INSTRUCTIONS FOR THE TASK.
Would you write out the records below exactly as given?

RECORDS TO USE.
- Opening Delimiter -
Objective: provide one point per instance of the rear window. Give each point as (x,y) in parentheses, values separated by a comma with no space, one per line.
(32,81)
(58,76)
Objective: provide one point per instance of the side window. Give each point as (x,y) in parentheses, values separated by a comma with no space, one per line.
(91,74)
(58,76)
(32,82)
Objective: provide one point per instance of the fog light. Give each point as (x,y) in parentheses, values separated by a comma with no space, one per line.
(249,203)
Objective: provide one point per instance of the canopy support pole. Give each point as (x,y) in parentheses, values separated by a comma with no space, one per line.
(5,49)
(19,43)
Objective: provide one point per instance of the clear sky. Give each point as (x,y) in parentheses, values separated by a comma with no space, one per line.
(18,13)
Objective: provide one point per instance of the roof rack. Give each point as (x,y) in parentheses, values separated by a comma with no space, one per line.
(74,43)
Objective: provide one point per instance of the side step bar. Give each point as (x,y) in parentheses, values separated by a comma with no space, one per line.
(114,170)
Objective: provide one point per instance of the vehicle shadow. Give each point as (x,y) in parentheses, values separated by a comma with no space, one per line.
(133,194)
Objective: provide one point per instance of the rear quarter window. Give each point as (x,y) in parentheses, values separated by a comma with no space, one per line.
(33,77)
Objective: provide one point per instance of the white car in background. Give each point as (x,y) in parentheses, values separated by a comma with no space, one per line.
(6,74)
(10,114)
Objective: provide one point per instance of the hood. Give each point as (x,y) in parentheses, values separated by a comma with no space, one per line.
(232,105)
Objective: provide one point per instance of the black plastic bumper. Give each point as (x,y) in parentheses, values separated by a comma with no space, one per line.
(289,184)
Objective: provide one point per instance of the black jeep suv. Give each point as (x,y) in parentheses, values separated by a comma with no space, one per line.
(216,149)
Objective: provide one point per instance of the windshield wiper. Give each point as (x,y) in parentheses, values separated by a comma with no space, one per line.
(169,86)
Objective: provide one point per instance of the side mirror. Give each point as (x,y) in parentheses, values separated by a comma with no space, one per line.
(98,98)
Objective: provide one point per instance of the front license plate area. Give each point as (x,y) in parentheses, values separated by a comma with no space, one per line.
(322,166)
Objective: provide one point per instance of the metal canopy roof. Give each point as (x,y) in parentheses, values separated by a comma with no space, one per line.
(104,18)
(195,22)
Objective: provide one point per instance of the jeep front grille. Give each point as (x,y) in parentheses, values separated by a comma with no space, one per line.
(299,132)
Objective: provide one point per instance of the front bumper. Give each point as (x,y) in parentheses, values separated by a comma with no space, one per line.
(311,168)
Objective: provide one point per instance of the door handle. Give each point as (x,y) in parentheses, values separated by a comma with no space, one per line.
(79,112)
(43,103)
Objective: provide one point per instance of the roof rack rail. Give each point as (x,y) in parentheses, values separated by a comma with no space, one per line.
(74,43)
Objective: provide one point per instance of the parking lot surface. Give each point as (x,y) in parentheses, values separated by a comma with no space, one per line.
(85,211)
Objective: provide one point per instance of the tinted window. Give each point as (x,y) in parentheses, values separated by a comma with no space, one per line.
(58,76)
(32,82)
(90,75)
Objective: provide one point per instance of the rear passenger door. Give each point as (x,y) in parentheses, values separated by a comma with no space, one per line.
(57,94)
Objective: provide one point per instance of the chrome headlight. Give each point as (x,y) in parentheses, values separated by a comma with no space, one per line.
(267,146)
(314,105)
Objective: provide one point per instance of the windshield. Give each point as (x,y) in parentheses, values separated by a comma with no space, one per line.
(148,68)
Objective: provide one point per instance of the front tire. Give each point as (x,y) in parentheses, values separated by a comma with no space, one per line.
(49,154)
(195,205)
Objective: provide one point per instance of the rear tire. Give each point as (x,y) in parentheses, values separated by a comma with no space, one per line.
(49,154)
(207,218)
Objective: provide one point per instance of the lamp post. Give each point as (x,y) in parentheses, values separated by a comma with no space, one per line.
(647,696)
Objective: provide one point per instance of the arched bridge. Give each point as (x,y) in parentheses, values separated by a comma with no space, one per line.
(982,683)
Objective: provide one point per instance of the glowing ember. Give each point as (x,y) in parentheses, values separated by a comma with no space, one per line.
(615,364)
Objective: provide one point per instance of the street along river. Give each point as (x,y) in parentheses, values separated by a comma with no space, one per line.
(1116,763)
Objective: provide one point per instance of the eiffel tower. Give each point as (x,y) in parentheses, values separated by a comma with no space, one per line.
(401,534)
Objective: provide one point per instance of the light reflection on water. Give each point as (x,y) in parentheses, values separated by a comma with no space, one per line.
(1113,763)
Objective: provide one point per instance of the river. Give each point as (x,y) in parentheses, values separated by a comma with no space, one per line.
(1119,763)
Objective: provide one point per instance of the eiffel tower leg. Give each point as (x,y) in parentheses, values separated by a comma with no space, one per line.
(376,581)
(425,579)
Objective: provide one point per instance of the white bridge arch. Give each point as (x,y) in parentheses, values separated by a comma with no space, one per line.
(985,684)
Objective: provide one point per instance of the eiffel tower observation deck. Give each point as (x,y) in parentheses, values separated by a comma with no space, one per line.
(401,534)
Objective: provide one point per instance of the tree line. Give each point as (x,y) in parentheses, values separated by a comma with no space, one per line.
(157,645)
- Closing Delimiter -
ANSWER.
Objective: provide one point per instance of the rear window. Give each point as (x,y) in parentheses, values separated by a comma with no space, one per line.
(32,81)
(58,76)
Objective: provide one point per instance of the side window. Give each point as (x,y) in parentheses, values separated by a comma with no space, one per line.
(91,74)
(58,76)
(32,82)
Objective: provide one point per instance of the fog light. Give each point as (x,y) in parentheses, values separated by a comma with no space, one per line.
(249,203)
Objective: provide one point per instance of the canopy support pole. Give each point as (x,y) in parentheses, values separated by a comma with no space, one per line.
(5,49)
(19,43)
Objective: provide one point per instance of the clear sky. Give each point as (x,y) in parentheses, values separated by a comma with no space, one per line.
(18,13)
Objective: provide one point per instance of the roof rack. Give each point as (x,y) in parentheses, values separated by a comma with no space, one per line.
(74,43)
Objective: provide one point per instance of the side step bar. Give each point as (x,y) in parentheses, values separated by a comma with no space, one per line.
(114,170)
Objective: provide one point per instance of the vehicle shadow. Give each point as (x,y) in parentheses, values separated by a comma with no space, one per line.
(133,194)
Objective: provide one point per instance of the rear quarter window. Give each point as (x,y) in parentheses, values separated by a comma with no space, one per line.
(33,77)
Objective: provide one point per instance of the white car in background. Give each point as (x,y) in parentheses, values separated by a comma with no space, one per line.
(6,74)
(10,114)
Objective: provide one point per instance of the hood. Give each point as (x,y) in parentheses, values separated by a comma with no space, one per line.
(232,105)
Objective: provide one point per instance of the black plastic bumper. Give each point as (x,y) in parentheses, values separated by a comma with no space, one per line.
(289,184)
Objective: provide one point per instance of the black jeep suv. Give each point as (x,y) in parentheses, values separated by a comma with no space, one per line.
(216,149)
Objective: provide one point per instance of the windshield wiper. Give each point as (x,y) in parentheses, values separated by a comma with no space, one per line.
(169,86)
Objective: provide one point per instance of the side mirror. Give each point as (x,y) in parentheses, values separated by a comma with no space, one per line.
(98,98)
Objective: provide one point per instance of the front license plate area. Give each point as (x,y) in parentheses, values separated by a comma with no space, one per line.
(322,166)
Objective: provide one point per instance of the metal canopy roof. Give each point as (x,y) in parentheses, values separated by a comma with no space, one per line.
(104,18)
(195,22)
Objective: provide one point per instance of the jeep front grille. Give each point as (x,y) in parentheses, values separated by a comma with no space, one per line.
(299,132)
Objective: provide one point per instance of the front bumper. Give each point as (x,y) in parentheses, values separated by a comma with no space, one per line.
(311,168)
Objective: provide one point per instance of the door handle. Give each point as (x,y) in parentheses, values separated by a comma with no space, one per line.
(79,112)
(43,103)
Objective: provide one point per instance of the roof rack rail. Give each point as (x,y) in parentheses, values separated by a comma with no space, one per line.
(74,43)
Objective: provide one point per instance of the parking lot surface. Give each point as (x,y) in parentheses, values separated by a comma with no space, one per line.
(85,211)
Objective: provide one point per instance of the tinted window. Give each point as (x,y) in parentheses, values separated by a comma with no space, one per line.
(58,76)
(32,82)
(90,75)
Objective: provide one point per instance of the rear passenger door. Give each point as (x,y) in parentheses, values separated by a comma with no space, one per line.
(57,94)
Objective: provide one point per instance of the chrome headlight. Give each point as (x,y) in parentheses, values separated by a comma with no space, one per line.
(267,146)
(314,105)
Objective: provide one point per instance of the windshield. Give each point as (x,y) in parentheses, values separated by a comma with no space, one per line.
(148,68)
Objective: provide one point per instance of the front tire. Give each point as (x,y) in parentheses, values separated by a comma with no space, one per line.
(49,154)
(195,205)
Objective: provide one point per instance of the rear tire. Give each point as (x,y) in parentheses, values separated by a comma with no space, one per line.
(49,154)
(207,218)
Objective: provide one point per instance of the lamp post. Give each point as (x,y) in parentheses, values separated by a comma with no space, one per line.
(647,696)
Objective: provide one point per instance of the arched bridge. Give each point as (x,y) in parentheses, values separated by a comma with no space, one per line.
(982,683)
Objective: provide one point per instance of the glowing ember. Give each point as (x,y) in parentheses, values separated by a comma with no space, one per line.
(615,364)
Objective: provide one point per instance of the street along river. Give each point as (x,y) in parentheses, values separated by a comma with no space, one per line.
(1116,763)
Objective: provide one point per instance of the eiffel tower. Give each point as (x,y) in parentheses, values separated by a comma with no space, one per line.
(401,534)
Objective: provide one point per instance of the light reflection on water. Give each point as (x,y) in parentheses, values separated by a comma with no space, one per line.
(1113,763)
Objective: provide one point per instance of the river. Give each point as (x,y) in parentheses, values separated by a comma with no space, one per line.
(1119,763)
Objective: provide one point per instance of the eiffel tower leg. Give each point as (x,y) in parentheses, values separated by a comma with no space, one per line.
(376,581)
(425,579)
Objective: provide one point per instance of the white bridge arch. Give each point as (x,y) in parentheses, values separated by a comma with no space, one per line.
(985,684)
Objective: provide one point per instance of the eiffel tower observation deck. Give each point as (x,y) in parentheses, values separated by a comma with no space, one per line.
(401,534)
Objective: provide one point per instance of the tree line. Give each point as (x,y) in parentheses, values separated by a comma with no space, one per line.
(157,645)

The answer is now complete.